Exercise details: In the data, find each line where the word "field" appears and list that line.

Source data:

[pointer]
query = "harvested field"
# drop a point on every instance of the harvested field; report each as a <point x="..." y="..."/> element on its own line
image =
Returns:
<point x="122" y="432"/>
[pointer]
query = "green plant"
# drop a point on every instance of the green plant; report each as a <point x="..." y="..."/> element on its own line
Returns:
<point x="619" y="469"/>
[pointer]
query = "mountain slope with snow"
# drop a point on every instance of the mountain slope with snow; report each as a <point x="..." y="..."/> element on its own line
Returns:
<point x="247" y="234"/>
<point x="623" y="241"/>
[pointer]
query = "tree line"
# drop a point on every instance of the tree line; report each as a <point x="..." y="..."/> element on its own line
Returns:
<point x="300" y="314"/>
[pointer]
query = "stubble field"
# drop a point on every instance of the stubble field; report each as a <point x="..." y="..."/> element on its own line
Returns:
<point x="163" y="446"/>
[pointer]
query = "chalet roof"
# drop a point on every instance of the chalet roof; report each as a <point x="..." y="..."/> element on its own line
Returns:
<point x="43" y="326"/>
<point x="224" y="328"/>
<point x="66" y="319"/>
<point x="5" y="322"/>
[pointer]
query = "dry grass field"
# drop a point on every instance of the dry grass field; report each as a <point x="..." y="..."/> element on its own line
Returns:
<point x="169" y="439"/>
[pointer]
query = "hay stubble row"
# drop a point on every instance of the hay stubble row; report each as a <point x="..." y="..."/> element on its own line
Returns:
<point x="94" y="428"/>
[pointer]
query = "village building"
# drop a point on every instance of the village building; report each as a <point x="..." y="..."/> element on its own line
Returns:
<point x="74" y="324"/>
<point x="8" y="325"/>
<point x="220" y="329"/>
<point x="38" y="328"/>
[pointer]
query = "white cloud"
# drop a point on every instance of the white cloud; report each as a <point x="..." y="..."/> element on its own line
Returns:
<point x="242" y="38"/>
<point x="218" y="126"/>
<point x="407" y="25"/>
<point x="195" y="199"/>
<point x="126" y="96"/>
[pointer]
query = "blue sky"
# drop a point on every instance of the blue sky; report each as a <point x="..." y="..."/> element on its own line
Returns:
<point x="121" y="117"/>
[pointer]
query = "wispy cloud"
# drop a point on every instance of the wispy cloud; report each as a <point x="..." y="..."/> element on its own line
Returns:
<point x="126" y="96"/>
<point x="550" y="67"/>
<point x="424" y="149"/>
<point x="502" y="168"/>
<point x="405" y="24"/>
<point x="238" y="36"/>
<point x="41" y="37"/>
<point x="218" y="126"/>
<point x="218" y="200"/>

Solution to this exercise:
query = "harvested field"
# drop a point on every instance of the harvested field; report each as a <point x="..." y="..."/> element on its own line
query = "stubble field"
# drop a point on every instance of the stubble field; report each as a <point x="..." y="..."/> element on its own line
query = "dry grass field"
# drop a point on every instance of the dry grass field; report each as a <point x="..." y="..."/> element on its own line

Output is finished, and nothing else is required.